• **BRANO FORNITO**:
========

11 settembre 2001. Colpo di Stato in USA
a cura di Maurizio Blondet
edizioni EFFEDIEFFE - capitolo uno PROLOGO A MOSCA E A WALL STREET
"Benvenuti distruzione, eccidio, massacro! Io vedo,
come su una carta, la fine di tutto". (Shakespeare, Riccardo
III, 11,4)
Il 29 giugno 2001 alcuni ospiti importanti - anche statunitensi -
incontrano membri della Duma, il Parlamento russo. Visitatori e ospiti
parlano della bolla finanziaria americana, l'astronomico rialzo azionario
alla Borsa di Wall Street, e si trovano d'accordo su questo: presto
o tardi la bolla scoppierà, provocando una crisi finanziaria
globale. Ma come? Quando? Qualcuno, scettico, osserva che il rialzo
azionario a New York continua da dieci anni. Per interromperlo, dice,
ci vorrebbe una guerra, un evento bellico, missili lanciati da qualcuno...
La signora Tatyana Koryagina, economista, ritenuta molto vicina al
presidente russo Vladimir Putin, replica vivacemente: "Missili
e bombe a parte, esistono altre armi, molto più distruttive".
E prosegue: "Gli Usa sono stati scelti come oggetto di attacco
finanziario perché il centro finanziario del pianeta è
lì. L'effetto sarà massimo. Le onde d'urto della crisi
economica si spanderanno nel mondo all'istante come l'onda d'urto
di una bomba atomica". La Pravda citerà queste parole
in un articolo di prima pagina del 12 luglio, dedicato appunto alla
bolla speculativa americana. Mancano meno di tre mesi al fatale 11
settembre, all'attacco megaterroristico del World Trade Center a New
York, a due passi da Wall Street. Alla luce dell'orribile evento,
la frase della dottoressa Koryagina sembra più che una premonizione
involontaria. Gli USA sono stati scelti: pare il lapsus di qualcuno
che sa in anticipo. Lo è? Sapevano, i russi?
Si guardi il lettore da correre alla più affrettata delle conclusioni,
sospettando che i russi, "se sapevano", è perché
"sono stati loro". Sapevano qualcosa, è certo. Il
20 agosto, meno di un mese prima dell'11 settembre, il presidente
Putin ordinò ai servizi segreti russi di avvertire le loro
controparti americane, "nei più forti termini possibili",
di imminenti attacchi ad aeroporti ed edifici pubblici. Così
almeno ha detto lo stesso Putin in un'intervista concessa alla rete
televisiva americana MS-NBC (il 15 settembre, a tragedia avvenuta).
Del resto, una strana quantità di persone sembra che sapessero.
Persone di condizione assai diseguale. Il 12 agosto, nella prigione
di Toronto in cui è detenuto per frodi, un certo Delmart "Mike"

========

• **ELENCO DATI**:
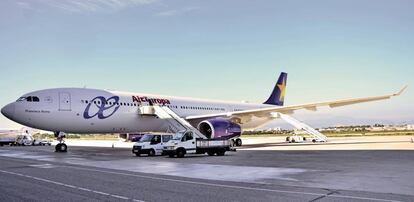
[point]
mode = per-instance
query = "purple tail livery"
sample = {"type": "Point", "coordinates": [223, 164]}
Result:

========

• **ATTIVITÀ DA SVOLGERE**: Secondo il brano fornito, che cosa ordinò Putin ai servizi segreti russi il 20 agosto? L'elenco dati non ha alcun legame con il brano fornito.

• **RISULTATO ESERCIZIO**: Di avvertire le controparti americane, "nei più forti termini possibili", di imminenti attacchi ad aeroporti ed edifici pubblici.